Exercise description
Reproduce the section of the listing that begins at the line containing "Target: trailer wheel" and finishes at the line containing "Target: trailer tongue". Include both end lines and nothing beyond them.
=== Source records ===
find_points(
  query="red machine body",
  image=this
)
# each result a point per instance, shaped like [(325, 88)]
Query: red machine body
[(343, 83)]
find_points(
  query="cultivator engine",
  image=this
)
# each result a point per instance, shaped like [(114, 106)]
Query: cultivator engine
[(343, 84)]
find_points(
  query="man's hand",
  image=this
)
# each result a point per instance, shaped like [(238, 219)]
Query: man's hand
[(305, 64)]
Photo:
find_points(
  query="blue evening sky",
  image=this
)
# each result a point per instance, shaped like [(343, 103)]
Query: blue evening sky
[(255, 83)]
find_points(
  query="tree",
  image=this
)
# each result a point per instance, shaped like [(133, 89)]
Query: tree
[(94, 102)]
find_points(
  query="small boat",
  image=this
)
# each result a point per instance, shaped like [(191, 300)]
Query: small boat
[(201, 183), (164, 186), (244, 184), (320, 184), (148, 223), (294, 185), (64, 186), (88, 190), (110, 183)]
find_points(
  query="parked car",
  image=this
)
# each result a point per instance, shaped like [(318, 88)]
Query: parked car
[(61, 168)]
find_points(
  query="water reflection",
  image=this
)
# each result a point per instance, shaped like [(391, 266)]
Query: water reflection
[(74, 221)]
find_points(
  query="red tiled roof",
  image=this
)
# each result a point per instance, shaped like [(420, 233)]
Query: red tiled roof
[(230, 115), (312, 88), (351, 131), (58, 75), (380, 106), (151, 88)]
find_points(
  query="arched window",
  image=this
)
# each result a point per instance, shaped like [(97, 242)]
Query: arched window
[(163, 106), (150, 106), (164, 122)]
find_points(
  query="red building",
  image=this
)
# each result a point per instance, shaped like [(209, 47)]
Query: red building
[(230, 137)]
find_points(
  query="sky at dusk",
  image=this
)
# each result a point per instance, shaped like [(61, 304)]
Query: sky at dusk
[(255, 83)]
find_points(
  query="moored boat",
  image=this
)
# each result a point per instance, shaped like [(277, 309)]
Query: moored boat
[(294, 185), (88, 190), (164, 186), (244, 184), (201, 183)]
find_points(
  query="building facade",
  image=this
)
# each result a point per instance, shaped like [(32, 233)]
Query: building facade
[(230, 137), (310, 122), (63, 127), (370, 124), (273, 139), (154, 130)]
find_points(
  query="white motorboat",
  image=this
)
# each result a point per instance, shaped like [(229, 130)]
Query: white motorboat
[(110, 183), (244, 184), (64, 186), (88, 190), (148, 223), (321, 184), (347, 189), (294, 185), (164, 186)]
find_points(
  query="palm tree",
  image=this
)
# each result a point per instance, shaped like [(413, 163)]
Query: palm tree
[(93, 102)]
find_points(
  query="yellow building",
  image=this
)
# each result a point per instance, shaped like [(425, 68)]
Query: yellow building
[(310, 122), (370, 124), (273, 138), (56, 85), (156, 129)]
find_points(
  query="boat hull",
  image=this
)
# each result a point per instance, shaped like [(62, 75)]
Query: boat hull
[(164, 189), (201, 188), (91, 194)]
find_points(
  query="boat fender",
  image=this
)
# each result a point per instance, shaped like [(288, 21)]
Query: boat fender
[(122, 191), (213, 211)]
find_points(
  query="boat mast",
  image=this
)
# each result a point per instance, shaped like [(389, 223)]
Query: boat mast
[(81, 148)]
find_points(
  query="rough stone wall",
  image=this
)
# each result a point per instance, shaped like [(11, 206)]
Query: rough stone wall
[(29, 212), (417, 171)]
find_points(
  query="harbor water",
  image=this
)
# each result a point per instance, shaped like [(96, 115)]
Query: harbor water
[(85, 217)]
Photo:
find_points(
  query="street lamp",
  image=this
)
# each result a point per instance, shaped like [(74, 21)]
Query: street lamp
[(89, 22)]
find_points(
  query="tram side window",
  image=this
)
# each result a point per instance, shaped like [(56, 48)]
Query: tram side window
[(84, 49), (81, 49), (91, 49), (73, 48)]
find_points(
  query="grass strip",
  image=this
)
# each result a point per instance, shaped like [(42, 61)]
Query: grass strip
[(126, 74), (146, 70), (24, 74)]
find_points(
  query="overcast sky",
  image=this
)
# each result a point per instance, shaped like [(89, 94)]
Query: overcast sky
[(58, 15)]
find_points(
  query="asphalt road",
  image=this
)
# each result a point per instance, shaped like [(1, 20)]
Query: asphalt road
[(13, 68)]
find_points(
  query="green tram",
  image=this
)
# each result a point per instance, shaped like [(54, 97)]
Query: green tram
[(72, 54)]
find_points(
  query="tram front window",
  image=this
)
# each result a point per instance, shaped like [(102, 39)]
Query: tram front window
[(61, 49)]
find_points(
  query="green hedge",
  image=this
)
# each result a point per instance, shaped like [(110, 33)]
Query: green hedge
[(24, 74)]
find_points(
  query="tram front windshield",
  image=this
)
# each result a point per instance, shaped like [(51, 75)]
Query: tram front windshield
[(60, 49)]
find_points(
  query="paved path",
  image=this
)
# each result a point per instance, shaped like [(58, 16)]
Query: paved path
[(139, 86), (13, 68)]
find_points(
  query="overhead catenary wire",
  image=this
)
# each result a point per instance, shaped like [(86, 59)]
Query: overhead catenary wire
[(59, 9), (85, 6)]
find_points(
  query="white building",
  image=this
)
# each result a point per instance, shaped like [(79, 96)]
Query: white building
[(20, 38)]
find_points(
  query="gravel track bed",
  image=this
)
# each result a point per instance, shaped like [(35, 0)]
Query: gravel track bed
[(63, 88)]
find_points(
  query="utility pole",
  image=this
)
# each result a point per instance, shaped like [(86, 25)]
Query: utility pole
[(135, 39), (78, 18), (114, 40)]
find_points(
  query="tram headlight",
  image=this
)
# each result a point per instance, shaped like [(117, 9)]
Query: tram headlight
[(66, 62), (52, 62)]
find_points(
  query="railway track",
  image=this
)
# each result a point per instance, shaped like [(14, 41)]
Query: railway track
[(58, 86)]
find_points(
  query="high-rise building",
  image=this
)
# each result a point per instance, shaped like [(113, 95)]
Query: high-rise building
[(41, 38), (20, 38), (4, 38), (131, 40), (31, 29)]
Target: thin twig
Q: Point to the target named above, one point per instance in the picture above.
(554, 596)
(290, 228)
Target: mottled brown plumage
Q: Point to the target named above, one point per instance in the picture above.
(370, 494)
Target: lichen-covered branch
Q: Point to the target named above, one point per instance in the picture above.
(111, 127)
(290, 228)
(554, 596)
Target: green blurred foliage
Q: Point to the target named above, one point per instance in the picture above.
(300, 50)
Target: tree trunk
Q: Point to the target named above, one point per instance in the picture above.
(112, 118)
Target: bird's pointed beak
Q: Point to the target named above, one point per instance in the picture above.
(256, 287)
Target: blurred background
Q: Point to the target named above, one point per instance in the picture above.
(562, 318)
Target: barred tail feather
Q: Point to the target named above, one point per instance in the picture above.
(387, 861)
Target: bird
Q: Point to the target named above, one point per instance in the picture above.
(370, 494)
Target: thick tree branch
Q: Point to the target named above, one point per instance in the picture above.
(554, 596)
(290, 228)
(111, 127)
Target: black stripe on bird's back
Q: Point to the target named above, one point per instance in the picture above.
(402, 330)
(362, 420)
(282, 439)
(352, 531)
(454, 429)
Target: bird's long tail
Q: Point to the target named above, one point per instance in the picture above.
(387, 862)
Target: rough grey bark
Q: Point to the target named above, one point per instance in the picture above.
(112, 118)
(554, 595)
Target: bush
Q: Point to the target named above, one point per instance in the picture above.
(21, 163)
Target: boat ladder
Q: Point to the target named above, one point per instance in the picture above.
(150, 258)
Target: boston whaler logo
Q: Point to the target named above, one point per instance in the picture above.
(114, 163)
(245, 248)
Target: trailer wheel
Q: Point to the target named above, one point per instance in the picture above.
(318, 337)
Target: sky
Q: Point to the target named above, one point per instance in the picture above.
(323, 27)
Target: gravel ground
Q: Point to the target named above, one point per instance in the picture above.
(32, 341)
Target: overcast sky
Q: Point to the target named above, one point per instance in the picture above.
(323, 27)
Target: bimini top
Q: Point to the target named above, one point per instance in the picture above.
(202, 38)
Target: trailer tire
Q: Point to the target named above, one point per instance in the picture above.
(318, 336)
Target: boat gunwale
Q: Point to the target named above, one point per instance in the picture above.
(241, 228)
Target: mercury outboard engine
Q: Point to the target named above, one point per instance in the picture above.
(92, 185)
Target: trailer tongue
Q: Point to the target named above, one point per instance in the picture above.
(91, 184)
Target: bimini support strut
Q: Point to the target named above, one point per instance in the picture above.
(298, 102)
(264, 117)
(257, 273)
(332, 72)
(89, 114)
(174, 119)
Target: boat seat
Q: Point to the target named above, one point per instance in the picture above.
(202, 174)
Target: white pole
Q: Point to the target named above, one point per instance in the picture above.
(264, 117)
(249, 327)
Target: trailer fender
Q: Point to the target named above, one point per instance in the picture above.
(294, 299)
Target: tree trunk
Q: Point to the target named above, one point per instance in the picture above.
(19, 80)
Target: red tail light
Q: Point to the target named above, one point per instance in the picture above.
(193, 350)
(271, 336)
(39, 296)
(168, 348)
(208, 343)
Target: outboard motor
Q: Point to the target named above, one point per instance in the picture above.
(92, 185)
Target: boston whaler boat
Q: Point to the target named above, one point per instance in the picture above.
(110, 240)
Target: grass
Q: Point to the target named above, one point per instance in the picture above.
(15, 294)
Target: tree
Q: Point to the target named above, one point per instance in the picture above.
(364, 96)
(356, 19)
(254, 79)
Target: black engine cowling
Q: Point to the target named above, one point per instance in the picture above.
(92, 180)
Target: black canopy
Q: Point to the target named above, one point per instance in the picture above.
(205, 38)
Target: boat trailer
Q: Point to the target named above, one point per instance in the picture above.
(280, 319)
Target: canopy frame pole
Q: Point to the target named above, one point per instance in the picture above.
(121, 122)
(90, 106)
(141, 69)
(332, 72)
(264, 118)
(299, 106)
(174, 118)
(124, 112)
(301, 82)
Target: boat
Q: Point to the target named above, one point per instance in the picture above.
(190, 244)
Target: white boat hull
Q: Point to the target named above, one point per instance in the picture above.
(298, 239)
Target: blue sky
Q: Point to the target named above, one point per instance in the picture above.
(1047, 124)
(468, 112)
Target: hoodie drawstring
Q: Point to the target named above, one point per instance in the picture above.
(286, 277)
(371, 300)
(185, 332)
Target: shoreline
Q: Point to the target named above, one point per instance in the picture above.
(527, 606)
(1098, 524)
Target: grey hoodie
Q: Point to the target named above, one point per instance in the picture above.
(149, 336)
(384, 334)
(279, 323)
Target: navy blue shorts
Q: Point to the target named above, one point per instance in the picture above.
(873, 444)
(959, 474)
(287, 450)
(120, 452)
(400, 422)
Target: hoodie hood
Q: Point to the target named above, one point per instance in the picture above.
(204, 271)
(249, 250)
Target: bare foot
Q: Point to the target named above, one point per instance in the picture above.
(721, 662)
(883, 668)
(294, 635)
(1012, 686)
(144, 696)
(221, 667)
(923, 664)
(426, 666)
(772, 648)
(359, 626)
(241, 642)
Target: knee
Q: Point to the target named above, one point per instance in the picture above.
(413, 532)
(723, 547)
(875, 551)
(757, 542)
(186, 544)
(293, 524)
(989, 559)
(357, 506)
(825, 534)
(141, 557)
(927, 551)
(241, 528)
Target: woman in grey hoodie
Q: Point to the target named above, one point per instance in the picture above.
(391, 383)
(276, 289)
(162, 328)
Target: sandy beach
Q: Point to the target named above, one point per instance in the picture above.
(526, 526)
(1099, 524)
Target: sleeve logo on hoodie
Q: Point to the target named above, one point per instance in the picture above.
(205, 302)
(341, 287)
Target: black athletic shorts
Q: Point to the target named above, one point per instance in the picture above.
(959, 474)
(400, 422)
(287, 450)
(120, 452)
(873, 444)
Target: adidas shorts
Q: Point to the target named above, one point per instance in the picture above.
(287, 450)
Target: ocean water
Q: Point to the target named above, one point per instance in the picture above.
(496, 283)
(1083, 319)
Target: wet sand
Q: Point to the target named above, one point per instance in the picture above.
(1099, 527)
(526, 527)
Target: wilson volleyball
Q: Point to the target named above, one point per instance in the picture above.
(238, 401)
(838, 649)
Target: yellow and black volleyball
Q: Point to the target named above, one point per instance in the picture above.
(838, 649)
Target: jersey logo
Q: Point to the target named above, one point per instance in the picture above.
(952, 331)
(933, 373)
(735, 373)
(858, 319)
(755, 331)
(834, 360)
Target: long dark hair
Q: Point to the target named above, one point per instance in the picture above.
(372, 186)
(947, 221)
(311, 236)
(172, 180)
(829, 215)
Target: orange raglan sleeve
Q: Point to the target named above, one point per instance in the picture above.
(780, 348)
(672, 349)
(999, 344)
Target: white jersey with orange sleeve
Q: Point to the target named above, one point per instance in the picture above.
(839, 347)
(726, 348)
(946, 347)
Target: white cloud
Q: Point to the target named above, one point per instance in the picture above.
===
Written reply
Target: trailer wheel
Q: Point to the target named above, one point per instance in the picture above.
(318, 337)
Target: sky
Q: Point to the target named above, one point per instance in the picture above.
(323, 27)
Target: gravel ground
Q: Point to the target named above, one point per instance in the picture above.
(32, 341)
Target: overcast sky
Q: Point to the target named above, one point per instance in the picture above.
(323, 27)
Target: bimini top
Q: Point to the target named above, one point per instance in the picture above.
(202, 38)
Target: trailer tire
Q: Point to the target named above, one point per instance in the picture above.
(318, 336)
Target: boat gunwale
Q: Point to the target named above, one point per instance in the picture above.
(241, 228)
Target: mercury outboard engine
Q: Point to the target named above, one point per instance in the picture above.
(92, 185)
Target: trailer tongue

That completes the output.